### CHALLENGE
Copy the listing below word for word, keeping every line as it appears.
%%
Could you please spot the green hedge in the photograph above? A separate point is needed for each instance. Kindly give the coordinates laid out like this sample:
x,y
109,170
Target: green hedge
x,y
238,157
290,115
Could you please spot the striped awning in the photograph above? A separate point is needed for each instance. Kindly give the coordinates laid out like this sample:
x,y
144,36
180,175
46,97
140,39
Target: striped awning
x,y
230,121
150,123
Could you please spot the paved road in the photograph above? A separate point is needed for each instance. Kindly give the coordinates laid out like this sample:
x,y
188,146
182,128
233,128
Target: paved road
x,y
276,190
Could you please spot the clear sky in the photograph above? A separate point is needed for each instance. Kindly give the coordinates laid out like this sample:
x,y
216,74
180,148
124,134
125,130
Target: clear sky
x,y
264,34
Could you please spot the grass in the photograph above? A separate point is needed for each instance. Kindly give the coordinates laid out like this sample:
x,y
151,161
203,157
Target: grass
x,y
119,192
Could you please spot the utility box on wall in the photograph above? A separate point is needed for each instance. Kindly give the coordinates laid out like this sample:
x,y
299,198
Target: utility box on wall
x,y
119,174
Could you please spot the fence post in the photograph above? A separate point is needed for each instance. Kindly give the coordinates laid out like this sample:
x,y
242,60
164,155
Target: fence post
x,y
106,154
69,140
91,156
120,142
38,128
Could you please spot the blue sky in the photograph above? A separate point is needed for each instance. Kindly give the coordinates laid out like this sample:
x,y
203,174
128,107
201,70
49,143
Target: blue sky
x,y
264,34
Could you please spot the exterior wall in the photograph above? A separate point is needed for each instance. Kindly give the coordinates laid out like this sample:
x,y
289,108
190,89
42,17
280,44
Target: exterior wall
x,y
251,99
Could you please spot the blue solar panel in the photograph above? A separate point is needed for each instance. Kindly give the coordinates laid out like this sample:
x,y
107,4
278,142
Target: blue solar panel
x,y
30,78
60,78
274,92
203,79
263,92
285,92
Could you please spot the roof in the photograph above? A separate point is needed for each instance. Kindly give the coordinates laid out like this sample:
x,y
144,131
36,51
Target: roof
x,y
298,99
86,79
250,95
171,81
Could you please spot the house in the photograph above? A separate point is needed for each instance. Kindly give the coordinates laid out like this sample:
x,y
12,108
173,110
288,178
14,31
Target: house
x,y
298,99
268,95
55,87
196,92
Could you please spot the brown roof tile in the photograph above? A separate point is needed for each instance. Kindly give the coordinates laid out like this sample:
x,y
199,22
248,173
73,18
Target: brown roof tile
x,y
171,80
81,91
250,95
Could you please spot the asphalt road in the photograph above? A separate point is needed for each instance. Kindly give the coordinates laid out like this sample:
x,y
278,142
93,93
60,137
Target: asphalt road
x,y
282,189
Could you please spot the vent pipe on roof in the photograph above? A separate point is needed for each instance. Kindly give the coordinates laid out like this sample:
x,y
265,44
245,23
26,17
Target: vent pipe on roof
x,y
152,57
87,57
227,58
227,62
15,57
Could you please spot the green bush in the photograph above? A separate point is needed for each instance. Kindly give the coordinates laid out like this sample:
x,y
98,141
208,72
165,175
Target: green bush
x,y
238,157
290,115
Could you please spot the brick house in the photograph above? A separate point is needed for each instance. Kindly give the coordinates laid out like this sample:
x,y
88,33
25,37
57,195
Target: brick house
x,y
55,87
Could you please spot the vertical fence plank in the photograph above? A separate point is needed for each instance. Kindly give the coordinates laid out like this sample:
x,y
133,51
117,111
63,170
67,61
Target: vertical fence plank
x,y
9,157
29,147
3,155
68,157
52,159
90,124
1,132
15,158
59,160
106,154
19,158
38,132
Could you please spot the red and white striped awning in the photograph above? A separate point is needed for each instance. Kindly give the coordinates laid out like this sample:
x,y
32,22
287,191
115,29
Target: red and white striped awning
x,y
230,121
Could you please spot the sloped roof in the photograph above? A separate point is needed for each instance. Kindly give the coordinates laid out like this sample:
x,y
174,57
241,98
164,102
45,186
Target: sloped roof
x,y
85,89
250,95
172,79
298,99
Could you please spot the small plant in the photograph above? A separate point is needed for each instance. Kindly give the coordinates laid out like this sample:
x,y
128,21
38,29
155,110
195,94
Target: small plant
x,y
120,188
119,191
%%
### TASK SOLUTION
Could you please spot the green hedge in the photograph above? A separate point is needed for each instance. Kindly give the coordinates laid out like this sample:
x,y
109,170
Target: green hedge
x,y
238,157
290,115
Could you please spot the striped awning in the photograph above? A separate point is needed for each instance. Kindly give the coordinates laid out like this sample:
x,y
144,36
180,175
46,97
140,39
Target: striped awning
x,y
230,121
150,123
Could you please spot the paved road in the photograph above? A separate point is needed for each instance. Kindly give the coordinates laid out like this sample:
x,y
188,146
182,128
233,128
Target: paved road
x,y
276,190
Could you please spot the clear sky in the photograph above? A separate point is needed for each instance. Kindly give the coordinates laid out like this sample:
x,y
216,74
180,148
124,134
125,130
Target: clear sky
x,y
264,34
Could you please spot the grass in the photograph above? A separate point is needed for each instance. Kindly give the coordinates laid out like this sample:
x,y
151,161
203,157
Target: grass
x,y
119,192
Could you please spot the utility box on wall in the photograph above? A separate point is needed for each instance. Kindly give the coordinates laid out like this sample:
x,y
299,198
Target: utility box on wall
x,y
119,174
Could you please spot the fence post in the photograph above? A separate point is needed for each instance. Kindly give the coordinates laid out like this sample:
x,y
242,60
164,155
Target: fence post
x,y
106,154
69,140
91,156
120,142
38,128
Could you please spot the blue sky in the photograph above? A separate point is needed for each instance. Kindly give the coordinates laid out like this sample:
x,y
203,174
128,107
201,70
49,143
Target: blue sky
x,y
264,34
Could you please spot the exterior wall in the photograph above? A separate point is needed for each instance. Kindly give the coordinates laid out like this sample:
x,y
289,108
190,89
42,17
280,44
Target: exterior wall
x,y
251,99
Could you please spot the blue solar panel in the photograph above? A separate point is needed for each instance. Kindly give the coordinates laid out like this sample:
x,y
107,4
278,142
Target: blue solar panel
x,y
30,78
60,78
274,92
203,79
263,92
285,92
Could you please spot the roof in the photograph above? A separate point is needed for each instance. Kindly give the coordinates laid out like this sample:
x,y
144,131
36,51
Target: roof
x,y
298,99
86,79
250,95
171,81
Could you please spot the house in the photograph above? A separate point is needed for each instance. Kindly give the coordinates laid out like this sample:
x,y
12,108
173,110
288,178
14,31
Target: house
x,y
298,99
268,95
55,87
196,92
Could you please spot the brown roof tile in the photograph above? A separate point is needed for each instance. Kindly give the coordinates laid out like this sample:
x,y
199,22
248,173
73,18
Target: brown roof tile
x,y
171,80
81,91
250,95
Could you please spot the asphalt road in the photograph above? A separate point is needed for each instance. Kindly give the coordinates laid out like this sample:
x,y
278,142
93,93
60,137
Target: asphalt road
x,y
282,189
Could you please spot the vent pipe on roof in the photograph above? A separate point is needed for each instance. Kindly give the coordinates laid out like this sample:
x,y
265,44
245,23
26,17
Target: vent pipe on roof
x,y
152,57
87,57
227,58
227,62
15,57
Could you please spot the green bush in the photograph above? A separate point is needed for each instance. Kindly give the coordinates laid out like this sample:
x,y
98,141
208,72
165,175
Target: green bush
x,y
238,157
290,115
Could you please spot the brick house in the photograph above? A separate point is needed for each instance. Kindly give the coordinates laid out like this sample:
x,y
88,33
25,37
57,195
Target: brick house
x,y
55,87
Could you please spot the vertical fence plank in the photograph above? A separate point is needed for each instance. Kindly give the coordinates laid out like this sample:
x,y
133,51
117,111
63,170
67,61
Target: vertical fence plank
x,y
9,157
29,147
3,155
68,157
52,159
90,124
1,132
15,158
59,160
106,154
19,158
38,132
Could you please spot the red and white striped awning in the photograph above? A separate point is needed for each instance. Kindly give the coordinates laid out like this sample:
x,y
32,22
287,191
115,29
Target: red and white striped awning
x,y
230,121
Could you please spot the sloped roof in the photograph above? A separate point is needed for each instance. Kindly give the coordinates laid out like this sample:
x,y
174,57
241,98
164,102
45,186
Target: sloped roof
x,y
85,89
250,95
172,79
298,99
Could you please spot the small plant in the photograph above? A separate point is needed for each instance. Kindly give the coordinates laid out like this sample:
x,y
128,21
38,29
155,110
195,94
Target: small plant
x,y
120,188
119,191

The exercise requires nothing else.